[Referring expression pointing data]
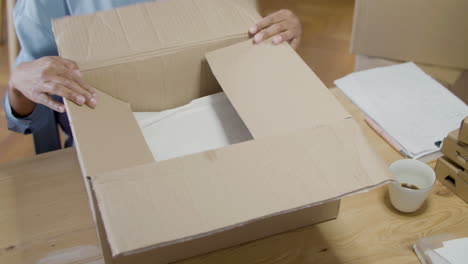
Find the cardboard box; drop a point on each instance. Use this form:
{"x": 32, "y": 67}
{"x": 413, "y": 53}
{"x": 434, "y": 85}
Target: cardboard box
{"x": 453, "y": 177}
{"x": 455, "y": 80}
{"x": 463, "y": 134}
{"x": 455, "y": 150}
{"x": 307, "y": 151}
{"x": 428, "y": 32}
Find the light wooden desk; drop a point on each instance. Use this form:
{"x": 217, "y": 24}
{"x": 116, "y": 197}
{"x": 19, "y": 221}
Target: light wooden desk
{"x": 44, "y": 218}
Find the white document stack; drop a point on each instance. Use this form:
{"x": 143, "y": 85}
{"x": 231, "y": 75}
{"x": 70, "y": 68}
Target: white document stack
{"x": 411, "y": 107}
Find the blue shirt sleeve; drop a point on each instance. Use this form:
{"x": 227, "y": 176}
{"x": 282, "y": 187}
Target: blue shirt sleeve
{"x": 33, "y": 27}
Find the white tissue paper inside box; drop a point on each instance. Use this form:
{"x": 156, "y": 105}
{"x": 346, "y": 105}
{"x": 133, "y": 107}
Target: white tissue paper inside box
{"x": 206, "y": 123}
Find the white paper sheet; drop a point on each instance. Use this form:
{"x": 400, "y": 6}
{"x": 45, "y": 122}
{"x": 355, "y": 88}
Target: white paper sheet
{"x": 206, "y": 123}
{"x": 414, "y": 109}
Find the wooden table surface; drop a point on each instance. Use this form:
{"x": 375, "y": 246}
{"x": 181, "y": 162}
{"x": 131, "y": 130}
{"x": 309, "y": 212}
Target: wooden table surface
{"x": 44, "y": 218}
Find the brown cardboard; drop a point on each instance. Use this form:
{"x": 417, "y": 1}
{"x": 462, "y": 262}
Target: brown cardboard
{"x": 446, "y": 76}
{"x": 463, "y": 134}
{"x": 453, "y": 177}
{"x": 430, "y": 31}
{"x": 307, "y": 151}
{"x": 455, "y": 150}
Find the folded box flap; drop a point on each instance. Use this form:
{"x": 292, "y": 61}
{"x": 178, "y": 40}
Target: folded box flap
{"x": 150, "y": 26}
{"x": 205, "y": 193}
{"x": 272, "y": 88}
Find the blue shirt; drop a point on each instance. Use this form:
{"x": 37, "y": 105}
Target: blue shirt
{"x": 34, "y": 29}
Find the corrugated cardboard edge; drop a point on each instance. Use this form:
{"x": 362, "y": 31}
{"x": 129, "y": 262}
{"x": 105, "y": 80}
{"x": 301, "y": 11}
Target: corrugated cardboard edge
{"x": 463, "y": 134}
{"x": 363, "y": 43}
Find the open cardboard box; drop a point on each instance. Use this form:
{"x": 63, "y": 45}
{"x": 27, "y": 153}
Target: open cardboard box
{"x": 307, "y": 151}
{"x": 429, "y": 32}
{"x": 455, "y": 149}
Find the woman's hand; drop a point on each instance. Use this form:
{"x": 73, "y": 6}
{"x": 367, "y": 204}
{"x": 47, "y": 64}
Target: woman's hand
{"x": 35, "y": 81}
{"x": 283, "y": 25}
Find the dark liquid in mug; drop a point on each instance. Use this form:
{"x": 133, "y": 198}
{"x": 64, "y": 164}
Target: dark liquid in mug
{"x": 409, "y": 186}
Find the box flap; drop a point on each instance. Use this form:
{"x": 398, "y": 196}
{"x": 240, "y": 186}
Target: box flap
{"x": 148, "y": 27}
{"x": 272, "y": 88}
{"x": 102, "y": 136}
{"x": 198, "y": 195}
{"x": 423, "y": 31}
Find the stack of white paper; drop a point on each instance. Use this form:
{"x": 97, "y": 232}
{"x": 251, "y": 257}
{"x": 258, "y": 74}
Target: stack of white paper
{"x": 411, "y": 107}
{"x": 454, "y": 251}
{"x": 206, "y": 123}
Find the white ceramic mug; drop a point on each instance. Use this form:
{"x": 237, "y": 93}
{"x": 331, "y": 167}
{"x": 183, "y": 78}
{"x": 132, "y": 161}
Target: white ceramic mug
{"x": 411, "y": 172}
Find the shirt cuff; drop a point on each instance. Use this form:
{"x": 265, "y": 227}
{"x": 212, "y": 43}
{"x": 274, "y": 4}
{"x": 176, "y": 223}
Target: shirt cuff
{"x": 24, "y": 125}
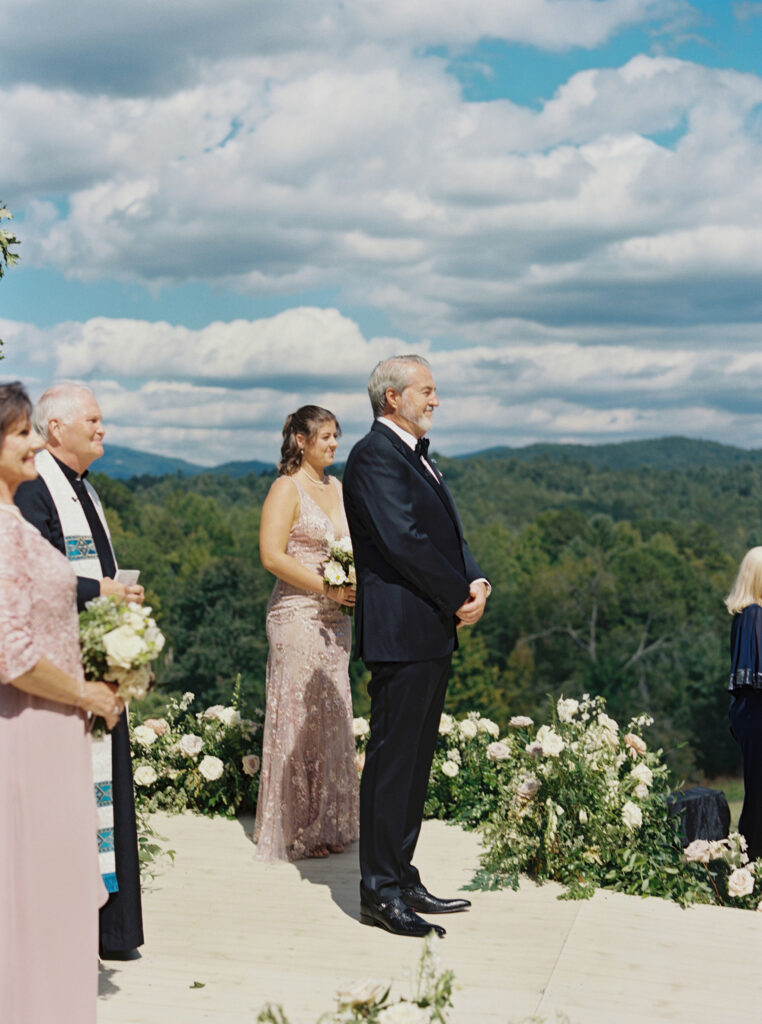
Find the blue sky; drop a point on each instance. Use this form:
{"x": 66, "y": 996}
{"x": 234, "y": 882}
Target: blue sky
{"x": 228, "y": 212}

| PROMPT |
Output the records above as they stand, from the first line to the line with "Find the light", inclusive, and exclude the pictures.

| SOLUTION FOR THIS PROBLEM |
Find the cardboard box; drop a point on each instance. Use this form:
{"x": 32, "y": 67}
{"x": 413, "y": 53}
{"x": 434, "y": 85}
Target: cardboard box
{"x": 453, "y": 177}
{"x": 455, "y": 80}
{"x": 463, "y": 134}
{"x": 455, "y": 150}
{"x": 307, "y": 151}
{"x": 428, "y": 32}
Find the light wooden desk; drop a point on each instance. Use this form:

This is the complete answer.